Try it: Return every line of the data exactly as it stands.

Stored items from a collection
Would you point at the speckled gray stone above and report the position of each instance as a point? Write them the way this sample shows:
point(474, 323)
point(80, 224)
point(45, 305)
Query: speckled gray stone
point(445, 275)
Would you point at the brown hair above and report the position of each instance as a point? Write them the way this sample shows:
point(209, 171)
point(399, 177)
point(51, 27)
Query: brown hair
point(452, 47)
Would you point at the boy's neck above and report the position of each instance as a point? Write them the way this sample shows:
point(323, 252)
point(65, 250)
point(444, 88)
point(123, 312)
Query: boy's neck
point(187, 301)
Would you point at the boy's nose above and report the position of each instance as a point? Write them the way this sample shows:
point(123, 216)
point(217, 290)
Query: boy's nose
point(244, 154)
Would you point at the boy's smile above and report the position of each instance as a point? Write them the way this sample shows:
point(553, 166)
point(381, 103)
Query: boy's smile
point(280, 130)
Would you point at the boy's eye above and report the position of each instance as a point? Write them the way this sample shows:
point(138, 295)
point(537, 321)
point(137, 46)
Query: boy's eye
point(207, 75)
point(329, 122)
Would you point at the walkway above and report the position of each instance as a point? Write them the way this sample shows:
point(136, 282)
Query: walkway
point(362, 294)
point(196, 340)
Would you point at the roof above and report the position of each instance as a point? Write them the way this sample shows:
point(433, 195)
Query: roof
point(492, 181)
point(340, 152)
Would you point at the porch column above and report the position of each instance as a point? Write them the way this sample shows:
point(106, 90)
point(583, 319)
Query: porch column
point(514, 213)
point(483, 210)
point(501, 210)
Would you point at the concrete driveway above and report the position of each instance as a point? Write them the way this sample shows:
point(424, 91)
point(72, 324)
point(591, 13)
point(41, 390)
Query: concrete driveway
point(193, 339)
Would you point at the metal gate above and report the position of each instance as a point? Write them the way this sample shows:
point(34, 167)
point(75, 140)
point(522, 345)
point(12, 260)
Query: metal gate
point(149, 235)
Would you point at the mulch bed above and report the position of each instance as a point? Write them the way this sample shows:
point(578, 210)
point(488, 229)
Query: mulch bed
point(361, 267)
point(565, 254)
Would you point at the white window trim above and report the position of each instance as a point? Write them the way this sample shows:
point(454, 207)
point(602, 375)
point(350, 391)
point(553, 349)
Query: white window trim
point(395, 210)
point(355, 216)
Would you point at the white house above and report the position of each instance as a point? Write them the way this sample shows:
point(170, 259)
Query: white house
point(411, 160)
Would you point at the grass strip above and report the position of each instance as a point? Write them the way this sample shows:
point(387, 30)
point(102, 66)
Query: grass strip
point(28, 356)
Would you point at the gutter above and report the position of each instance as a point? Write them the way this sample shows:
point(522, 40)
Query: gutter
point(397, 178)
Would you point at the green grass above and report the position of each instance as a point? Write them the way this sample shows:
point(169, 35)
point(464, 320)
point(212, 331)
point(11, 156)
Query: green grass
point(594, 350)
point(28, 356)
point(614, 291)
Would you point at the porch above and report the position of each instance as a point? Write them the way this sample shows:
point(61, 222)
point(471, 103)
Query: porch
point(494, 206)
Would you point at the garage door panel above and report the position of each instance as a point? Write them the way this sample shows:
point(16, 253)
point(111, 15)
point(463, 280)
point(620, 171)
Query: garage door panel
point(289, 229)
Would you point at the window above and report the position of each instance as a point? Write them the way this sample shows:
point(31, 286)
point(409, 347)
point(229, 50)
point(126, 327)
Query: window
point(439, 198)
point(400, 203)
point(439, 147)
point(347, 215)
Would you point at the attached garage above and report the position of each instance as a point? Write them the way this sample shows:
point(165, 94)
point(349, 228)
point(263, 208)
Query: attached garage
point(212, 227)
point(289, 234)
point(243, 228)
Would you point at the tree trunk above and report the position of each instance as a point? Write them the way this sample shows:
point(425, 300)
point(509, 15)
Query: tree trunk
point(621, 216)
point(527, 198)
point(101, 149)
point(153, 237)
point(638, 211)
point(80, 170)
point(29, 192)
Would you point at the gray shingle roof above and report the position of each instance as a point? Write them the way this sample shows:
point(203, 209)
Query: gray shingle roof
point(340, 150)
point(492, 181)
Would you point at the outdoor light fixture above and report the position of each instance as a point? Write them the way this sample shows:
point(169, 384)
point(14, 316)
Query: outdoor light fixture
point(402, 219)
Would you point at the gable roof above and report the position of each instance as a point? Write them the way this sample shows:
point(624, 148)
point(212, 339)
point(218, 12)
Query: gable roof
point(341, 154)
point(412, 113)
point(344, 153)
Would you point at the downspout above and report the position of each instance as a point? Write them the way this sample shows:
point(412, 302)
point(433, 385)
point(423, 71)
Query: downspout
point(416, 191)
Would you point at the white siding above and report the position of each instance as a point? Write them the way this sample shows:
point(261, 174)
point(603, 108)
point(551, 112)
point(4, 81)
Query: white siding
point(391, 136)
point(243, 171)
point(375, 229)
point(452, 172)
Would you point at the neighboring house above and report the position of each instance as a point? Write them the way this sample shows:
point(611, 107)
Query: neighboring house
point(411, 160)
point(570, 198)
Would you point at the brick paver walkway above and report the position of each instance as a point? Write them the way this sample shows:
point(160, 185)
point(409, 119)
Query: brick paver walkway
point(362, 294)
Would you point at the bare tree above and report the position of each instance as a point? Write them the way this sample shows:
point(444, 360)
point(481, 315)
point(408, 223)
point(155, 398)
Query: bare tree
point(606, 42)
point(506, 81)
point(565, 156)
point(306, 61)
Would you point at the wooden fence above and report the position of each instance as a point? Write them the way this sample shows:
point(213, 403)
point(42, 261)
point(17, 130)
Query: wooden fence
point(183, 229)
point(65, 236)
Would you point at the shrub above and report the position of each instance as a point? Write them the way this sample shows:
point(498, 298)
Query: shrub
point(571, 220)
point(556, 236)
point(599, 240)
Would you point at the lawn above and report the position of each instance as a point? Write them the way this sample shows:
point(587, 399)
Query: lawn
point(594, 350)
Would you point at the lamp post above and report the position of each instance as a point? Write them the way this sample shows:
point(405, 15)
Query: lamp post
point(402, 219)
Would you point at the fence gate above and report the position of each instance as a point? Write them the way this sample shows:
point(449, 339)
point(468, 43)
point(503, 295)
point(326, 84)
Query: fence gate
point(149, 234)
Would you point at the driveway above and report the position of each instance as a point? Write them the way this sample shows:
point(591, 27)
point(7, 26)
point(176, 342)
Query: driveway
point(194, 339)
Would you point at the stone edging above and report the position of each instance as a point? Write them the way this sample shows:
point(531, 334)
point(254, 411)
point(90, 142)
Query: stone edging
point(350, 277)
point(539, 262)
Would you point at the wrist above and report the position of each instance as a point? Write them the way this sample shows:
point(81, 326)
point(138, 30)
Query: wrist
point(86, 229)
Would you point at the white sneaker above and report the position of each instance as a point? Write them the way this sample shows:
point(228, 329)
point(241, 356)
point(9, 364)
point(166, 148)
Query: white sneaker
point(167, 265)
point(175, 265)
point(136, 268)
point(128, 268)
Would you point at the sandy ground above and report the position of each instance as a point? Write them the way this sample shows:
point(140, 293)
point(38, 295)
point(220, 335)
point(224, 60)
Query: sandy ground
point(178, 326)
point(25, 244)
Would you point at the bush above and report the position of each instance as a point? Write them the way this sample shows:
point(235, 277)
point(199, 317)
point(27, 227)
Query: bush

Output of the exercise:
Would you point at the speckled gray stone above and report the position of each instance as a point? Write them the way this sample shows:
point(474, 323)
point(80, 224)
point(45, 305)
Query: speckled gray stone
point(445, 275)
Would you point at the brown hair above and report the position of each instance as a point? Write them the way this sample shows:
point(209, 171)
point(399, 177)
point(51, 27)
Query: brown hair
point(452, 47)
Would you point at the boy's neck above and report the position of each instance as a point? Write them the way this sample shows:
point(323, 252)
point(65, 250)
point(444, 88)
point(123, 312)
Query: boy's neck
point(187, 301)
Would you point at the boy's nose above and report the position of each instance as a point? Write them the way this sample shows:
point(123, 216)
point(217, 290)
Query: boy's nose
point(244, 154)
Would you point at the boy's smile above and report the position of each instance as a point? Write them the way this sample shows:
point(553, 166)
point(381, 103)
Query: boy's smile
point(280, 130)
Would you point at the boy's eye above and report the position of each instance as a point? Write them the way this sample shows:
point(138, 295)
point(537, 321)
point(137, 46)
Query: boy's eye
point(207, 75)
point(329, 122)
Would you point at the walkway above and report the position of each instance as a point? Write them the way this sample shows:
point(136, 282)
Query: walkway
point(362, 294)
point(196, 340)
Would you point at the roof above and report the position of each instance as a point? Write them the way this sample shows:
point(433, 195)
Query: roof
point(492, 181)
point(340, 152)
Would you point at the porch column above and report the position of each instance as a point? Write them the way this sample shows:
point(106, 90)
point(583, 319)
Query: porch column
point(514, 213)
point(483, 210)
point(501, 210)
Would you point at the concrete driveway above and report the position of each instance as a point? Write them the way this sample shows:
point(424, 91)
point(72, 324)
point(591, 13)
point(41, 390)
Query: concrete driveway
point(193, 339)
Would you point at the metal gate above and report the position of each instance as a point? Write them the way this sample shows:
point(34, 167)
point(75, 140)
point(522, 345)
point(12, 260)
Query: metal gate
point(149, 235)
Would you point at the mulch bed above and report the position of each instance as a point? Write them the way this sample shows:
point(578, 210)
point(488, 229)
Query: mulch bed
point(361, 267)
point(565, 254)
Would you point at the white window trim above and report the position of each instance as a point? Write them the way this sample shows:
point(454, 207)
point(602, 375)
point(350, 391)
point(553, 349)
Query: white window trim
point(395, 210)
point(355, 216)
Would you point at the white house above and report the position of each instance as a point? Write them the way this sample shows:
point(170, 259)
Query: white house
point(411, 160)
Would you point at the grass strip above and report the position of each instance as a point? Write them the way this sample shows:
point(387, 30)
point(102, 66)
Query: grass strip
point(28, 356)
Would you point at the gutter above and report the position of each instance as a point? Write them the way this sample shows:
point(522, 40)
Query: gutter
point(397, 178)
Would you point at the green grass above and report the position of each instance as a point? Write them the way this sample shows:
point(169, 35)
point(464, 320)
point(212, 331)
point(11, 156)
Query: green grass
point(594, 350)
point(28, 356)
point(614, 291)
Would you point at the porch above and report the position of each instance as a point? Write them the way this sample shows:
point(61, 222)
point(471, 103)
Query: porch
point(494, 206)
Would you point at the garage door panel above and report the position of each instance as a point? Write them the way this sample shows:
point(16, 253)
point(111, 15)
point(463, 280)
point(620, 171)
Query: garage door panel
point(289, 229)
Would you point at the window above and report the position of each instance as a point? Write them the way this sample shows:
point(31, 286)
point(409, 347)
point(229, 50)
point(126, 327)
Query: window
point(439, 198)
point(400, 203)
point(439, 147)
point(347, 215)
Would you point at the attached garage above and report the position of each instance as a point? Write them the way this sample shows:
point(165, 94)
point(349, 228)
point(263, 208)
Query: attached garage
point(212, 227)
point(289, 234)
point(243, 228)
Would you point at the tree trunk above and report the position of each instance as a point? Write them the way this sample shows:
point(425, 300)
point(509, 15)
Query: tree trunk
point(621, 216)
point(527, 198)
point(101, 149)
point(153, 237)
point(638, 211)
point(80, 170)
point(29, 192)
Would you point at the gray shingle roof above and report the position of each instance as a point? Write them the way this sample shows:
point(203, 209)
Query: gray shingle roof
point(340, 150)
point(492, 181)
Would you point at the outdoor light fixture above and report the position of each instance as a point? Write them the way this sample shows:
point(169, 384)
point(14, 316)
Query: outdoor light fixture
point(402, 219)
Would you point at the gable roof above and report the position of each instance as a point? Write them the way this sample shows:
point(624, 148)
point(212, 339)
point(218, 12)
Query: gable roof
point(341, 154)
point(412, 113)
point(344, 153)
Would you point at the downspout above and report the position of each instance as a point? Write them the way this sample shows:
point(412, 302)
point(433, 385)
point(423, 71)
Query: downspout
point(416, 191)
Would you point at the white siding above and report the position of each instance as a point? Write them the way this sample shows:
point(261, 174)
point(603, 108)
point(551, 112)
point(4, 81)
Query: white siding
point(391, 136)
point(243, 171)
point(375, 229)
point(452, 172)
Would you point at the neighboring house above and report the position of each instance as a point? Write them the way this sample shows:
point(611, 107)
Query: neighboring house
point(411, 160)
point(570, 198)
Would you point at the brick paver walkway above and report the position of each instance as a point? Write them the way this sample shows:
point(160, 185)
point(409, 119)
Query: brick paver walkway
point(362, 294)
Would you point at the bare tree above and report the position of each instance as a point? Write them the way this sample shows:
point(444, 360)
point(481, 315)
point(408, 223)
point(155, 398)
Query: bare tree
point(606, 42)
point(506, 81)
point(565, 156)
point(306, 61)
Would you point at the wooden fence above and report the position of each instance as a point? Write them the way this sample shows:
point(213, 403)
point(42, 261)
point(17, 130)
Query: wooden fence
point(183, 229)
point(65, 236)
Would you point at the shrub above and report the position of each instance as a point? Write them the way this sample shows:
point(498, 298)
Query: shrub
point(571, 220)
point(556, 236)
point(599, 240)
Would you point at the lawn above and report the position of each instance as a point? Write them the way this sample shows:
point(587, 399)
Query: lawn
point(594, 350)
Would you point at the lamp post above and report the position of each instance as a point? Write them the way this sample shows:
point(405, 15)
Query: lamp post
point(402, 219)
Would you point at the fence gate above and report the position of each instance as a point? Write them the way this sample shows:
point(449, 339)
point(468, 43)
point(503, 295)
point(326, 84)
Query: fence gate
point(149, 234)
Would you point at the driveway above and report the position of each instance as a point? Write them the way this sample shows:
point(591, 27)
point(7, 26)
point(176, 342)
Query: driveway
point(194, 339)
Would you point at the stone edging above and report the position of each instance as a point? Write them the way this sample shows:
point(531, 334)
point(254, 411)
point(90, 142)
Query: stone edging
point(350, 277)
point(539, 262)
Would you point at the wrist above and report the position of each instance as a point? Write them the way this sample shows:
point(81, 326)
point(138, 30)
Query: wrist
point(86, 229)
Would you point at the white sneaker above and report the position of each instance as a point? Write them the way this sample shows:
point(228, 329)
point(241, 356)
point(9, 364)
point(166, 148)
Query: white sneaker
point(167, 265)
point(175, 265)
point(136, 268)
point(128, 268)
Would you point at the sandy ground above and report the position of each instance as a point? Write them the way this sample shows:
point(140, 293)
point(38, 295)
point(220, 335)
point(224, 60)
Query: sandy ground
point(178, 326)
point(25, 244)
Would you point at the bush above and report the position of each instance as a point? Write them the way this sample shows:
point(235, 277)
point(199, 317)
point(27, 227)
Query: bush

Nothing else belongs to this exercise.